WRITTEN EXERCISE.
Copy all of the items below word for word, leaving out the pictures.

RECORD SET.
━━━━━━━━━━━━━━━━━━━━━━━━━━━━━━
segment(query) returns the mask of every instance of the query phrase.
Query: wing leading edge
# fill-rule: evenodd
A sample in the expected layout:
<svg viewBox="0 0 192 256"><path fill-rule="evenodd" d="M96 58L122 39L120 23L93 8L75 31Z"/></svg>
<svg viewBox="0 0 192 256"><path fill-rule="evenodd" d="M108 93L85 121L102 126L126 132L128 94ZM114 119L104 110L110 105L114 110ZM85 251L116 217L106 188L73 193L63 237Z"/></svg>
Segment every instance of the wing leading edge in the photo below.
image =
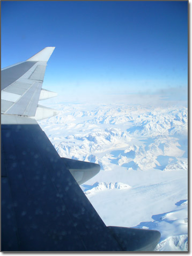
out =
<svg viewBox="0 0 192 256"><path fill-rule="evenodd" d="M35 120L45 62L54 48L3 70L2 251L152 251L158 231L106 227L78 184L99 166L60 158Z"/></svg>

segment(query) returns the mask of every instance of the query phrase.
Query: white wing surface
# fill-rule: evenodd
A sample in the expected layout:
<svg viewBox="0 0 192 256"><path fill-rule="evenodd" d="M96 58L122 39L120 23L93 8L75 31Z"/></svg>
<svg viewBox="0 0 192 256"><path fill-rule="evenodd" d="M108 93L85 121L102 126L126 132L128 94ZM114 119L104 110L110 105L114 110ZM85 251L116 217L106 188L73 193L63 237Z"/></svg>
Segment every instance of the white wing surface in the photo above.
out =
<svg viewBox="0 0 192 256"><path fill-rule="evenodd" d="M78 185L99 165L61 158L36 120L56 113L38 104L54 49L2 71L1 250L153 250L159 232L105 225Z"/></svg>

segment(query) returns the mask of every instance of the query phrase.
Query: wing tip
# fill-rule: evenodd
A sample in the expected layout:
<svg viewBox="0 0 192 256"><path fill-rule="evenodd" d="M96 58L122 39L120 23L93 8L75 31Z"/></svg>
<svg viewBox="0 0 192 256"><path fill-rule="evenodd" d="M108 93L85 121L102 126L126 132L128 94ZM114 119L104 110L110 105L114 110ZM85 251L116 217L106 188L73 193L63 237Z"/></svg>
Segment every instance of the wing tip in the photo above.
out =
━━━━━━━━━━━━━━━━━━━━━━━━━━━━━━
RESPONSE.
segment(query) returns the mask of every instance of the query phrase.
Query: wing leading edge
# fill-rule: evenodd
A sample in the expected layout:
<svg viewBox="0 0 192 256"><path fill-rule="evenodd" d="M96 58L122 39L120 23L93 8L75 31Z"/></svg>
<svg viewBox="0 0 192 256"><path fill-rule="evenodd" d="M108 93L85 121L102 126L126 132L128 94ZM114 119L104 110L110 105L114 110ZM85 251L116 217L106 188L73 193L63 237Z"/></svg>
Segment every instance of the wing leading edge in the photo below.
image =
out =
<svg viewBox="0 0 192 256"><path fill-rule="evenodd" d="M35 120L45 62L54 48L3 70L2 251L152 251L158 231L106 227L78 184L99 166L60 158Z"/></svg>

segment(query) returns the mask of every instance of the query phrase.
Query: white wing surface
# fill-rule: evenodd
A sample in the expected layout:
<svg viewBox="0 0 192 256"><path fill-rule="evenodd" d="M96 58L122 39L120 23L93 8L75 31Z"/></svg>
<svg viewBox="0 0 192 256"><path fill-rule="evenodd" d="M108 93L85 121L102 126L126 132L128 94ZM114 119L104 110L110 105L114 110ZM85 251L116 217L106 188L73 193L63 237Z"/></svg>
Segment every instance of the white wing surface in the photo above.
out =
<svg viewBox="0 0 192 256"><path fill-rule="evenodd" d="M78 185L99 165L61 158L36 120L56 113L38 104L54 49L2 71L1 250L153 250L159 232L105 225Z"/></svg>

segment(query) returns the mask of every instance of the query phrase.
Query: wing tip
# fill-rule: evenodd
A sample in the expected layout:
<svg viewBox="0 0 192 256"><path fill-rule="evenodd" d="M96 58L122 39L120 23L93 8L75 31Z"/></svg>
<svg viewBox="0 0 192 256"><path fill-rule="evenodd" d="M108 93L85 121L102 126L126 132L128 94ZM114 119L104 110L110 105L114 110ZM85 251L116 217L106 188L73 193L63 237Z"/></svg>
Segment every instance of the wing tip in the photo above.
out =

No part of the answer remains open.